** WORK ORDER **
Each line of the data must be given back verbatim, with pictures removed.

★ ★ ★ ★ ★

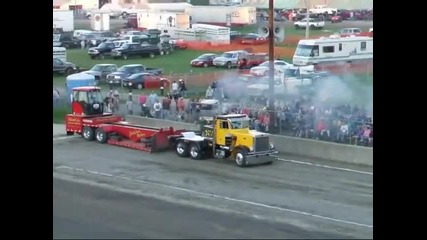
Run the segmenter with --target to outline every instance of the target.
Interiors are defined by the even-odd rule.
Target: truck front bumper
[[[258,165],[263,163],[270,163],[277,160],[277,155],[279,152],[276,150],[269,150],[263,152],[249,152],[246,155],[247,165]]]

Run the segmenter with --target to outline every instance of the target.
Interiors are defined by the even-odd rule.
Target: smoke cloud
[[[346,74],[319,79],[316,83],[314,105],[350,104],[364,106],[368,113],[373,112],[372,76]]]

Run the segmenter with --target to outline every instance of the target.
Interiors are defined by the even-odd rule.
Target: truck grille
[[[254,152],[268,151],[270,149],[270,140],[268,136],[256,137]]]

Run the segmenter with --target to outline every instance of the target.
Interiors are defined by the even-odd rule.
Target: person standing
[[[172,100],[169,94],[162,100],[163,119],[169,119],[170,117],[171,102]]]
[[[160,119],[162,117],[162,104],[159,100],[156,99],[156,102],[153,104],[154,108],[154,117]]]
[[[128,114],[133,115],[132,93],[129,93],[128,100],[126,101],[126,108],[128,110]]]
[[[82,48],[82,50],[85,50],[85,48],[86,48],[86,42],[85,42],[85,40],[81,40],[80,41],[80,47]]]

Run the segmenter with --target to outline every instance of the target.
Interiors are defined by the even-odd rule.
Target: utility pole
[[[268,107],[270,109],[270,126],[274,122],[274,1],[268,0]],[[271,128],[270,128],[271,129]]]
[[[310,22],[308,21],[310,19],[310,11],[309,11],[310,0],[304,0],[304,2],[305,2],[305,7],[307,8],[307,14],[305,16],[305,20],[306,20],[306,23],[305,23],[305,39],[308,39],[310,36],[310,27],[309,27]]]

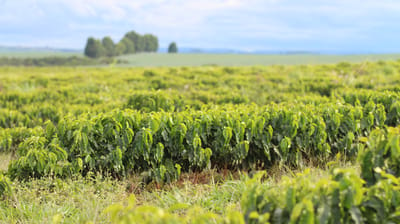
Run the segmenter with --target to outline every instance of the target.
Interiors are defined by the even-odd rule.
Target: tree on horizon
[[[89,37],[86,42],[85,55],[90,58],[99,58],[106,55],[106,50],[100,40]]]
[[[175,42],[172,42],[168,46],[168,53],[173,54],[173,53],[178,53],[178,47],[176,46]]]

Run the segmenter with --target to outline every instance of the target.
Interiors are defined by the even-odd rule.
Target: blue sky
[[[153,33],[160,46],[400,52],[395,0],[0,0],[0,45],[82,49]]]

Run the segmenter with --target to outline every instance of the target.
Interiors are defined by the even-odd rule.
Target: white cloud
[[[61,0],[60,3],[81,16],[94,16],[99,12],[128,17],[128,12],[136,14],[153,12],[212,12],[221,9],[239,8],[245,4],[239,0]],[[173,14],[170,14],[173,16]]]
[[[77,47],[82,36],[118,39],[129,30],[154,33],[164,45],[174,40],[194,47],[349,42],[378,37],[374,31],[390,29],[398,12],[395,0],[0,0],[0,44],[1,33],[23,35],[27,27],[26,36],[37,27],[51,43],[62,30],[70,36],[60,42],[75,38]]]

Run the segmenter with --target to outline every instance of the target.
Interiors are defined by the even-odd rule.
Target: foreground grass
[[[264,184],[279,186],[282,176],[297,172],[300,170],[271,169]],[[315,180],[328,175],[327,170],[318,168],[311,168],[311,173]],[[0,201],[0,223],[109,223],[104,210],[112,204],[126,204],[131,194],[136,196],[137,205],[177,212],[192,207],[222,215],[241,212],[240,200],[249,176],[207,171],[184,174],[179,181],[163,186],[144,185],[137,176],[123,180],[89,175],[14,181],[12,196]]]
[[[6,171],[12,159],[11,153],[0,153],[0,171]]]
[[[166,209],[195,205],[223,214],[228,207],[240,209],[244,186],[240,179],[219,184],[195,184],[187,179],[162,189],[141,185],[138,178],[14,181],[12,196],[0,201],[0,223],[109,223],[109,216],[103,211],[112,204],[126,203],[131,194],[136,195],[138,205]]]
[[[123,183],[111,179],[41,179],[14,182],[0,202],[1,223],[105,223],[102,211],[127,197]]]
[[[11,154],[0,153],[0,170],[6,171]],[[337,157],[329,166],[356,166],[340,162]],[[292,170],[274,166],[267,170],[263,184],[279,186],[282,177],[294,177],[305,169],[315,181],[328,175],[328,169],[313,166]],[[136,205],[150,205],[166,210],[183,212],[198,207],[203,211],[226,215],[242,212],[240,200],[246,191],[251,173],[209,170],[185,173],[173,183],[144,184],[140,176],[121,180],[89,174],[68,179],[42,178],[12,183],[11,196],[0,200],[0,223],[110,223],[104,212],[113,204],[125,204],[135,195]]]

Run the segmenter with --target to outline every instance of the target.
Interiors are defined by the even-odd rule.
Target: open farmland
[[[257,66],[257,65],[314,65],[335,64],[342,61],[361,63],[364,61],[398,60],[399,54],[132,54],[117,57],[125,61],[121,66]]]
[[[10,50],[0,47],[0,59],[16,58],[19,60],[43,58],[68,58],[79,57],[83,53],[79,51],[62,52],[56,50]],[[182,54],[166,54],[166,53],[138,53],[115,57],[117,63],[112,66],[117,67],[171,67],[171,66],[260,66],[260,65],[321,65],[336,64],[343,61],[350,63],[362,63],[365,61],[377,62],[388,60],[399,60],[400,54],[213,54],[213,53],[182,53]],[[103,61],[107,61],[104,59]],[[10,62],[4,65],[12,66]],[[81,66],[108,66],[109,63],[85,64]],[[52,64],[44,64],[53,66]],[[32,65],[31,65],[32,66]],[[42,66],[42,65],[41,65]]]
[[[0,221],[398,223],[399,74],[0,68]]]
[[[43,58],[82,56],[79,51],[60,51],[52,49],[8,49],[0,46],[0,57],[8,58]]]

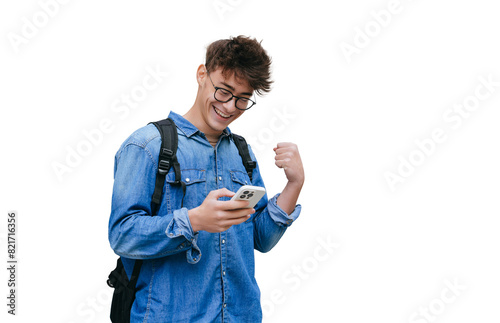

★ ★ ★ ★ ★

** SOLUTION TO THIS EXERCISE **
Run the segmenter with --target to outline every instance of the target.
Interiors are defined by the even-odd rule.
Target: truck front bumper
[[[258,165],[263,163],[270,163],[277,160],[277,155],[279,152],[276,150],[269,150],[263,152],[249,152],[246,155],[247,165]]]

Run the segmenter with --target to outline every instance of the target.
Interiors are defined by the even-odd rule.
Target: smoke cloud
[[[346,74],[319,79],[316,83],[314,105],[350,104],[364,106],[368,113],[373,112],[372,76]]]

Run the segmenter with --target to outline every instance of the target.
Interiors are defined by the even-odd rule.
Target: truck grille
[[[254,152],[268,151],[270,149],[270,140],[268,136],[256,137]]]

Run the segmenter with --target to outline every instance of the target.
Interiors are defined by the even-odd rule.
Target: person standing
[[[172,100],[169,94],[162,100],[163,119],[169,119],[170,117],[171,102]]]
[[[160,119],[162,117],[162,104],[159,100],[156,99],[156,102],[153,104],[154,108],[154,117]]]
[[[128,114],[133,115],[132,93],[129,93],[128,100],[126,101],[126,108],[128,110]]]
[[[82,48],[82,50],[85,50],[85,48],[86,48],[86,42],[85,42],[85,40],[81,40],[80,41],[80,47]]]

Run the segmenter with --target to outline every instance of the target.
Interiors are defined by the even-odd rule.
Target: utility pole
[[[268,107],[270,109],[270,126],[274,122],[274,1],[268,0]],[[271,128],[270,128],[271,129]]]
[[[310,22],[308,21],[310,19],[310,11],[309,11],[310,0],[304,0],[304,2],[305,2],[305,7],[307,8],[307,14],[305,16],[305,20],[306,20],[306,23],[305,23],[305,39],[308,39],[310,36],[310,27],[309,27]]]

Run the segmenter with --target to outline every instance of the target.
Interiors are defined by the even-odd rule.
Target: tree on horizon
[[[89,37],[86,42],[85,55],[90,58],[99,58],[106,55],[106,50],[100,40]]]
[[[175,42],[172,42],[168,46],[168,53],[173,54],[173,53],[178,53],[178,47],[176,46]]]

Run the segmenter with --target to outline every instance of the target.
Interiors are defined by the even-odd rule.
Target: blue sky
[[[153,33],[160,46],[400,52],[395,0],[0,0],[0,45],[82,49]]]

Run the segmenter with --target to outline every instance of the target.
Interiors are defined by the even-odd rule.
Target: white cloud
[[[61,0],[60,3],[81,16],[94,16],[99,12],[128,17],[128,12],[136,14],[153,12],[212,12],[221,9],[239,8],[245,4],[239,0]],[[173,14],[170,14],[173,16]]]
[[[77,47],[82,36],[118,39],[129,30],[154,33],[164,45],[174,40],[194,47],[349,42],[378,37],[374,31],[390,29],[398,12],[395,0],[0,0],[0,44],[1,33],[23,35],[27,27],[26,36],[37,27],[51,43],[62,30],[70,36],[60,42],[75,38]]]

Run the segmenter with --target to outline every instance of the target.
Interiors are defined by the even-odd rule.
Target: foreground grass
[[[264,184],[279,186],[282,176],[297,172],[300,170],[271,169]],[[315,180],[328,175],[327,170],[318,168],[311,168],[311,173]],[[0,201],[0,223],[109,223],[104,210],[112,204],[126,204],[131,194],[136,196],[137,205],[177,212],[192,207],[222,215],[241,212],[240,200],[249,176],[207,171],[184,174],[179,181],[163,186],[144,185],[137,176],[123,180],[89,175],[14,181],[12,196]]]
[[[6,171],[12,159],[11,153],[0,153],[0,171]]]
[[[166,209],[195,205],[223,214],[228,207],[240,209],[244,186],[240,179],[219,184],[195,184],[187,179],[162,189],[141,185],[138,178],[14,181],[12,196],[0,201],[0,223],[109,223],[109,216],[103,211],[112,204],[126,203],[131,194],[136,195],[138,205]]]
[[[123,183],[111,179],[41,179],[14,182],[0,202],[1,223],[105,223],[102,211],[127,197]]]
[[[11,154],[0,153],[0,170],[6,171]],[[337,157],[329,166],[356,166],[340,162]],[[292,170],[274,166],[267,170],[263,184],[279,186],[282,177],[294,177],[305,169],[315,181],[328,175],[328,169],[313,166]],[[136,205],[150,205],[166,210],[183,212],[198,207],[203,211],[226,215],[242,212],[240,200],[246,191],[251,173],[209,170],[185,173],[173,183],[144,184],[140,176],[121,180],[89,174],[68,179],[42,178],[12,183],[11,196],[0,200],[0,223],[110,223],[104,212],[113,204],[125,204],[135,195]]]

Run the segmenter with --target to outline every instance of the target.
Interiors are defined by the even-odd rule.
Target: open farmland
[[[257,66],[257,65],[314,65],[335,64],[342,61],[361,63],[364,61],[398,60],[399,54],[132,54],[117,57],[125,61],[121,66]]]
[[[10,50],[0,47],[0,59],[16,58],[19,60],[43,58],[68,58],[79,57],[83,53],[79,51],[62,52],[56,50]],[[182,54],[166,54],[166,53],[138,53],[115,57],[117,63],[112,66],[117,67],[171,67],[171,66],[260,66],[260,65],[321,65],[336,64],[343,61],[350,63],[362,63],[365,61],[377,62],[388,60],[399,60],[400,54],[213,54],[213,53],[182,53]],[[103,61],[107,61],[104,59]],[[10,62],[4,65],[12,66]],[[81,66],[108,66],[109,63],[85,64]],[[52,64],[44,64],[53,66]],[[32,65],[31,65],[32,66]],[[42,66],[42,65],[41,65]]]
[[[0,221],[398,223],[399,74],[0,68]]]
[[[43,58],[82,56],[79,51],[60,51],[52,49],[8,49],[0,46],[0,57],[8,58]]]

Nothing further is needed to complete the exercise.